Beginning with the line below that contains "Target: standing soldier in multicam uniform" and ending with the line that contains "[pin] multicam camouflage shirt", copy every line exactly. Copy nothing else.

== Task material

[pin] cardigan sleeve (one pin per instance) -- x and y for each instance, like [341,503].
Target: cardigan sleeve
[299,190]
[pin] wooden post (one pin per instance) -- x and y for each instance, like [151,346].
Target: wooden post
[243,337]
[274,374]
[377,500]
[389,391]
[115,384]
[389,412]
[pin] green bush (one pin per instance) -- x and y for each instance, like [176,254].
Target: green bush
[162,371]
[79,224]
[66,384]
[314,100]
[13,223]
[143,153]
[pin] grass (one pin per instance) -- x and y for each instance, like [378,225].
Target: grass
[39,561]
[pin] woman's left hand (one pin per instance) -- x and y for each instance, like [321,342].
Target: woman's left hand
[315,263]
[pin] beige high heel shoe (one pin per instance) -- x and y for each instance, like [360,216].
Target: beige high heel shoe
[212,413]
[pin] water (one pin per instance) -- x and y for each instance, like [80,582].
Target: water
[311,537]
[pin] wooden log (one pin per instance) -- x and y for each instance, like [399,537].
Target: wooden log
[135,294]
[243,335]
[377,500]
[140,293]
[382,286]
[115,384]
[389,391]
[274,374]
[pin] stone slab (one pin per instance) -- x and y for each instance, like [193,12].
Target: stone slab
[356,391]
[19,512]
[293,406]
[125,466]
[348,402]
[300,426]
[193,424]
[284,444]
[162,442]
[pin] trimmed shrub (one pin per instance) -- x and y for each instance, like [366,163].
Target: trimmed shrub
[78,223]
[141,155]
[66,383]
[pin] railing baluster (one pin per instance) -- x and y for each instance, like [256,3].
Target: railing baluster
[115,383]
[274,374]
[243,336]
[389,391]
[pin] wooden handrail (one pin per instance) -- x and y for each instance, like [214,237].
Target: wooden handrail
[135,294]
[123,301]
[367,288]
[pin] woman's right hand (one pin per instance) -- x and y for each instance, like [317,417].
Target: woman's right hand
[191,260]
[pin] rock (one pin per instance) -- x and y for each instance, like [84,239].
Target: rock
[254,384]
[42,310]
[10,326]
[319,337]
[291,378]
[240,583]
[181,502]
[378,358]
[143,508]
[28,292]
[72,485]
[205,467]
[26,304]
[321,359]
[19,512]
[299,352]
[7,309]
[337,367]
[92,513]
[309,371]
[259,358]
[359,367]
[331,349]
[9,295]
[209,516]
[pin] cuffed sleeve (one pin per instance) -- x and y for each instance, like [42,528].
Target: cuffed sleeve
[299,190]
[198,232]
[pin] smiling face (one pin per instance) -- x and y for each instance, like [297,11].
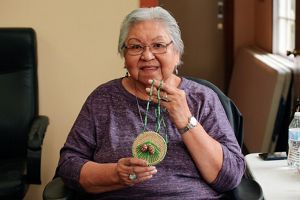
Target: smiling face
[148,65]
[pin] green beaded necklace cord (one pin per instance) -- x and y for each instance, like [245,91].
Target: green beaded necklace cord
[158,116]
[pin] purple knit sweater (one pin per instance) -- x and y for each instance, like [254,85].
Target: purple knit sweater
[108,123]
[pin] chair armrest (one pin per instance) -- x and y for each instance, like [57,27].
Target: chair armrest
[37,132]
[34,150]
[248,189]
[56,190]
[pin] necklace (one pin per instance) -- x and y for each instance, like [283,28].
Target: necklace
[150,145]
[138,105]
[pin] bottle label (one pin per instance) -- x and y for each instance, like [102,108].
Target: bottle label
[294,134]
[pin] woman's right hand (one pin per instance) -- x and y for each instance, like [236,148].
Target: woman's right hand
[136,168]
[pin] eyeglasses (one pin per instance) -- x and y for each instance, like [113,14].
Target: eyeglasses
[155,48]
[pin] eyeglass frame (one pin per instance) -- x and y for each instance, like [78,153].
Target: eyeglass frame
[150,47]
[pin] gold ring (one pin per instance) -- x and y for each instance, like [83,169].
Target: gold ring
[165,98]
[132,176]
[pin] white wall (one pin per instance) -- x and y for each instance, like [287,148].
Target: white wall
[77,51]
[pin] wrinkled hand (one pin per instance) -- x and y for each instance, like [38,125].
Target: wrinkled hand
[174,100]
[139,167]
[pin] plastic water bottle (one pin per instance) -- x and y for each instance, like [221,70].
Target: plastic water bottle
[294,142]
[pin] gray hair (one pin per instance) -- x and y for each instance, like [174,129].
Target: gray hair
[155,13]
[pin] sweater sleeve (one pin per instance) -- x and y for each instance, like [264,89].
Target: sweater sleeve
[215,122]
[78,148]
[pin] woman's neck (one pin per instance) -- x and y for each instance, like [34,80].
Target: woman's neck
[139,90]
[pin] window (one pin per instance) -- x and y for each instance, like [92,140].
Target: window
[284,26]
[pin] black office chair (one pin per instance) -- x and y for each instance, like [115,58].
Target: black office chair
[21,129]
[247,190]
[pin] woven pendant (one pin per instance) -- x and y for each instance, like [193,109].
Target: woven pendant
[150,146]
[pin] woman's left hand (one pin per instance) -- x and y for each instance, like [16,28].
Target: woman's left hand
[174,100]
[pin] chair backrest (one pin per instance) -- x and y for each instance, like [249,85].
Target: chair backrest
[18,89]
[233,114]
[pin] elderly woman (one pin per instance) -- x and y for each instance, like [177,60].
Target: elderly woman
[203,158]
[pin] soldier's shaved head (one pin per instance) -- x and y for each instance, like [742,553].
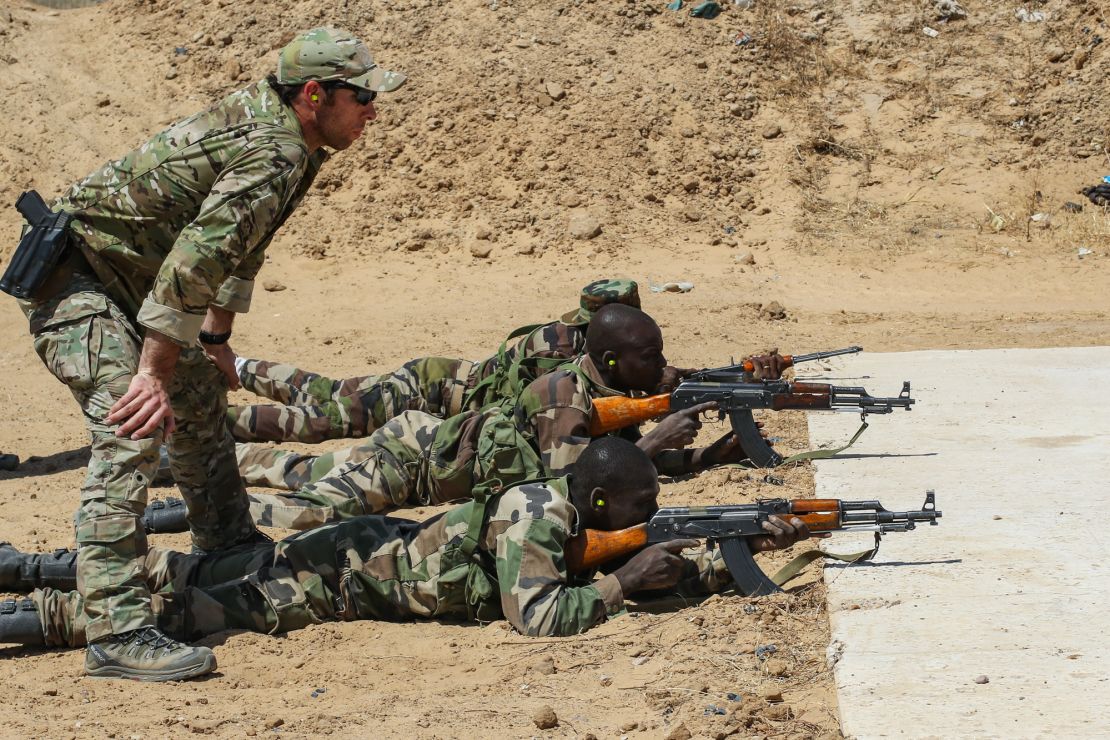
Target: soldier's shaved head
[614,326]
[613,464]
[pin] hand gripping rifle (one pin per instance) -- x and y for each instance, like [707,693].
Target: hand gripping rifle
[736,399]
[788,361]
[728,527]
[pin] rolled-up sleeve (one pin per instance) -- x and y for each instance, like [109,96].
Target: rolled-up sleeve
[215,257]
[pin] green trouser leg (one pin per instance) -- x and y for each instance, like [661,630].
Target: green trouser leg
[391,469]
[316,408]
[90,345]
[194,595]
[202,455]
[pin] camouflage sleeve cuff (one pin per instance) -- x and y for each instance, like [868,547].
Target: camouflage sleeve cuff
[234,295]
[609,588]
[179,326]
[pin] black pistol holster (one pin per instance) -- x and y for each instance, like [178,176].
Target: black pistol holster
[40,250]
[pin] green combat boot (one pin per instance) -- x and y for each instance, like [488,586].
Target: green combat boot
[165,516]
[24,571]
[20,624]
[147,655]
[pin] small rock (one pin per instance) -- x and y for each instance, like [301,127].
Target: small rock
[773,311]
[583,225]
[777,666]
[544,718]
[679,732]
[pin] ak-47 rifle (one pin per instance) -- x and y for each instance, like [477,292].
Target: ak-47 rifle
[736,399]
[728,527]
[788,361]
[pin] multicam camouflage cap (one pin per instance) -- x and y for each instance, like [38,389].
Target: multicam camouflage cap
[328,53]
[599,293]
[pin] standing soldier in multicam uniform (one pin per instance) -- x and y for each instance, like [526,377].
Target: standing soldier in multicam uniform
[417,459]
[316,408]
[492,558]
[165,245]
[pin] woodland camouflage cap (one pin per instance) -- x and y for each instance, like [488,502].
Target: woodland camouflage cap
[326,54]
[599,293]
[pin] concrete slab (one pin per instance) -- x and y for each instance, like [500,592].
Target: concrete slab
[1012,585]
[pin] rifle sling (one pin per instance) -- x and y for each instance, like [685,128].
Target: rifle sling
[794,568]
[825,453]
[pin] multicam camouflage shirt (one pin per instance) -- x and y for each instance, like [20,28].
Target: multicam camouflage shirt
[183,221]
[516,571]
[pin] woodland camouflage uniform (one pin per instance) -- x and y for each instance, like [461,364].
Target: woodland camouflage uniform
[503,558]
[315,407]
[177,225]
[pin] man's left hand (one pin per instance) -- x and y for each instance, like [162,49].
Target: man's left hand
[781,534]
[223,357]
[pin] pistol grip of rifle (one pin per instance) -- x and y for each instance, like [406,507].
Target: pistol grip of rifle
[755,446]
[748,577]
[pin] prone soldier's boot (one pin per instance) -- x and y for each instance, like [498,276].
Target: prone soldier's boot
[20,624]
[24,571]
[147,655]
[165,516]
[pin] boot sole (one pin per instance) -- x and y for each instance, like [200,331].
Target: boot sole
[139,675]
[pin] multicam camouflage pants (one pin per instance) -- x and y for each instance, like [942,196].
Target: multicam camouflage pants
[316,407]
[324,575]
[92,346]
[390,469]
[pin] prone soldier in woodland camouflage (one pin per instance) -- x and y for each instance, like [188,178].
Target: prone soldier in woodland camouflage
[494,557]
[316,407]
[165,243]
[416,459]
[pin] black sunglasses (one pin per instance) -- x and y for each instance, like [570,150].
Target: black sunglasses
[362,95]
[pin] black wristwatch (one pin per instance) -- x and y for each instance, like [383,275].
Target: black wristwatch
[214,338]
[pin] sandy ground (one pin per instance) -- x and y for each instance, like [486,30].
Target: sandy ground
[877,183]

====

Exercise response >>
Target: standing soldier in multicam uniform
[417,459]
[316,408]
[492,558]
[165,245]
[pin] woodland camouflage cap (one pin per instance) -- x and y for each instance, like [488,502].
Target: woodland camouflage cap
[326,54]
[599,293]
[pin] concrete slab (one pin per instance) -- x and y for each instance, like [500,592].
Target: concrete slab
[1012,585]
[pin] rifle sling (one pin per instance) -- x and y for each instance, like [685,128].
Target: rifle sling
[794,568]
[825,453]
[pin] multicam camouflage shirt (one pin per instance) -- x and y for each instance, like [20,28].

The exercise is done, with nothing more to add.